Records shown below:

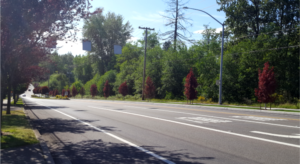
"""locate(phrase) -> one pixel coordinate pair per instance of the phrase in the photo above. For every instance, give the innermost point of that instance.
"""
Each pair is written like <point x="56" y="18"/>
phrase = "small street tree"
<point x="149" y="89"/>
<point x="82" y="92"/>
<point x="74" y="91"/>
<point x="266" y="85"/>
<point x="123" y="89"/>
<point x="93" y="90"/>
<point x="190" y="86"/>
<point x="106" y="89"/>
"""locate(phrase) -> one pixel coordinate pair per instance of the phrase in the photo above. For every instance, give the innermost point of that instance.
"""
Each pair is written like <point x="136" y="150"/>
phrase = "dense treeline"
<point x="269" y="33"/>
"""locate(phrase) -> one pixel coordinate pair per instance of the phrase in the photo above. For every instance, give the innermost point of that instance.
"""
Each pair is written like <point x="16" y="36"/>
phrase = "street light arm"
<point x="205" y="13"/>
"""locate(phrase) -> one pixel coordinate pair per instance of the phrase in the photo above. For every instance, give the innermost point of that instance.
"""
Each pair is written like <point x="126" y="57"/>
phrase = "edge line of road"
<point x="206" y="128"/>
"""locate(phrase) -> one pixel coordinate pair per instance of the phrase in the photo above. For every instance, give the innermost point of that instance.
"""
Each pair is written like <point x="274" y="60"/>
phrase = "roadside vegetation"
<point x="16" y="129"/>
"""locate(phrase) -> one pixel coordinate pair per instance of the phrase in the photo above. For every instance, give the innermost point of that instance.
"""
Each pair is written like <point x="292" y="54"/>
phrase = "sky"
<point x="148" y="14"/>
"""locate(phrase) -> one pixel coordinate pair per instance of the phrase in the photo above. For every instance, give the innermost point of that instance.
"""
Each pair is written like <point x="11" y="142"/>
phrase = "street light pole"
<point x="221" y="62"/>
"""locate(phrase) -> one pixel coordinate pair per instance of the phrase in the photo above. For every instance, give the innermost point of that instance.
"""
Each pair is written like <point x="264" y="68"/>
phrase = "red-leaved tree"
<point x="44" y="90"/>
<point x="106" y="89"/>
<point x="149" y="89"/>
<point x="74" y="91"/>
<point x="266" y="85"/>
<point x="93" y="90"/>
<point x="82" y="92"/>
<point x="123" y="89"/>
<point x="63" y="92"/>
<point x="190" y="86"/>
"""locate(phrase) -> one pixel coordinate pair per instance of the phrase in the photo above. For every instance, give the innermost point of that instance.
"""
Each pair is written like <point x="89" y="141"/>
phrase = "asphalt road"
<point x="91" y="131"/>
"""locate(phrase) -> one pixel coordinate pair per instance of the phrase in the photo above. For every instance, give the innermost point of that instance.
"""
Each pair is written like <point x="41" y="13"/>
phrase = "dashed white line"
<point x="116" y="137"/>
<point x="202" y="127"/>
<point x="257" y="122"/>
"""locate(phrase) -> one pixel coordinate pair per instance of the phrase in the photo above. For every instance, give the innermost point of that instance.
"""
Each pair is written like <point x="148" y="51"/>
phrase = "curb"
<point x="194" y="106"/>
<point x="46" y="153"/>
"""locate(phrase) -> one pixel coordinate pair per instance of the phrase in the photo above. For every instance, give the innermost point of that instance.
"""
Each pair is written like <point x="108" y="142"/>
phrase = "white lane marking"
<point x="258" y="118"/>
<point x="135" y="107"/>
<point x="118" y="138"/>
<point x="278" y="135"/>
<point x="206" y="128"/>
<point x="289" y="126"/>
<point x="202" y="120"/>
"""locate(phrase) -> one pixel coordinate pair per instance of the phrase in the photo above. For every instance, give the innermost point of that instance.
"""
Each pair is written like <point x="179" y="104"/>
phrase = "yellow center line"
<point x="228" y="113"/>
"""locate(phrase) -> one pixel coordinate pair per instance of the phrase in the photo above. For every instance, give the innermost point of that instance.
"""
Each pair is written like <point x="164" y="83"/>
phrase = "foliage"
<point x="266" y="85"/>
<point x="45" y="90"/>
<point x="123" y="89"/>
<point x="104" y="31"/>
<point x="106" y="89"/>
<point x="149" y="89"/>
<point x="190" y="86"/>
<point x="93" y="90"/>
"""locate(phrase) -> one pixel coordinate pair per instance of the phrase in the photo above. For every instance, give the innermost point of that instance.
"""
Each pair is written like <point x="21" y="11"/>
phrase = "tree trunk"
<point x="14" y="96"/>
<point x="8" y="96"/>
<point x="175" y="31"/>
<point x="1" y="103"/>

End of Records shown.

» How to complete this task: Apart from the images, every line above needs to be printed again exactly.

» Answer to the problem:
"""locate(phrase) -> one pixel coordinate pair per instance of the phrase in the photo above. For every instance, give the innermost point of that instance.
"""
Each pair is written like <point x="56" y="18"/>
phrase = "small street tree"
<point x="149" y="89"/>
<point x="82" y="92"/>
<point x="74" y="91"/>
<point x="266" y="85"/>
<point x="123" y="89"/>
<point x="93" y="90"/>
<point x="190" y="86"/>
<point x="106" y="89"/>
"""locate(phrase) -> one pixel coordinate pair per instance of the phrase in the photo above. For every instance, give the innermost point of that instance.
"""
Each pair is written like <point x="136" y="150"/>
phrase = "dense treeline"
<point x="269" y="33"/>
"""locate(phrase) -> one pixel coordinate pair per instance of the phrase in the photo above. For every instance, give the innermost point of that instance.
"""
Each pair is written like <point x="16" y="36"/>
phrase = "street light arm"
<point x="205" y="13"/>
"""locate(phrase) -> one pixel coordinate pair per instance of the phrase in the photo above. For every instance, give the innermost point of that instance.
"""
Each pair is written like <point x="126" y="57"/>
phrase = "edge line of road"
<point x="206" y="128"/>
"""locate(phrase) -> one pixel coordinate pair per instance of the phrase in the photo above. For every instance, give the innermost point of that instance.
"""
Each pair is written like <point x="274" y="60"/>
phrase = "roadside vegetation"
<point x="16" y="129"/>
"""locate(phrase) -> one pixel coordinate pair per instance of the phrase in the photo above. For every instance, give the innermost point of that instance.
"""
Each pair is written like <point x="292" y="54"/>
phrase = "sky"
<point x="148" y="14"/>
"""locate(phrase) -> one pixel coordinate pair per instance of the phrase in the photo above. For every instance, give the innermost point of that instance.
"""
Each pair is written like <point x="11" y="142"/>
phrase = "street light pole"
<point x="221" y="62"/>
"""locate(phrase) -> one pixel coordinate pair per instance of the phrase in the photo above. For every instance, give the innermost point of that instance.
"""
Each pair is written like <point x="264" y="68"/>
phrase = "red-leaved tree"
<point x="44" y="90"/>
<point x="106" y="89"/>
<point x="149" y="89"/>
<point x="74" y="91"/>
<point x="266" y="85"/>
<point x="93" y="90"/>
<point x="82" y="92"/>
<point x="123" y="89"/>
<point x="63" y="92"/>
<point x="190" y="86"/>
"""locate(phrase) -> one pixel coordinate pair per instance of the phrase in the photo above. For every instance, give the innermost point of that instance.
"""
Each pair is written like <point x="89" y="141"/>
phrase = "asphalt road"
<point x="91" y="131"/>
"""locate(phrase) -> one pixel coordinate pair per instance of the phrase in the photo above. For every instance, give the innermost point of that instance.
"""
Each pair is written like <point x="41" y="13"/>
phrase = "dashed white line"
<point x="116" y="137"/>
<point x="202" y="127"/>
<point x="257" y="122"/>
"""locate(phrase) -> one pixel coordinate pair per instance of the phrase in the photo above. For every instance, give the innermost point of that instance.
"""
Each pair is written like <point x="148" y="51"/>
phrase = "curb"
<point x="194" y="106"/>
<point x="46" y="153"/>
"""locate(phrase) -> one pixel coordinate pair per instance of the phrase in the photo above. For every instance, give the innermost point of that instance.
"""
Each pair is written like <point x="108" y="142"/>
phrase = "white lane marking"
<point x="258" y="118"/>
<point x="135" y="107"/>
<point x="118" y="138"/>
<point x="278" y="135"/>
<point x="206" y="128"/>
<point x="289" y="126"/>
<point x="202" y="120"/>
"""locate(phrase) -> one pixel coordinate pair per instance of the phrase in the photo above. For every instance, give the innermost point of that instance.
"""
Each pair is written like <point x="179" y="104"/>
phrase = "yellow center line"
<point x="228" y="113"/>
"""locate(phrase) -> one pixel coordinate pair per instance of the phrase in the photo above. For every instance, give the innermost point of that instance.
"""
Each pair is written like <point x="164" y="83"/>
phrase = "foliage"
<point x="266" y="85"/>
<point x="45" y="90"/>
<point x="123" y="89"/>
<point x="104" y="31"/>
<point x="106" y="89"/>
<point x="149" y="89"/>
<point x="190" y="86"/>
<point x="93" y="90"/>
"""locate(phrase) -> one pixel coordinate pair per instance of the phrase in the photo above. For every instance, give the innermost point of that instance.
"""
Each pair is written like <point x="21" y="11"/>
phrase = "tree trunk"
<point x="14" y="96"/>
<point x="8" y="96"/>
<point x="175" y="31"/>
<point x="1" y="103"/>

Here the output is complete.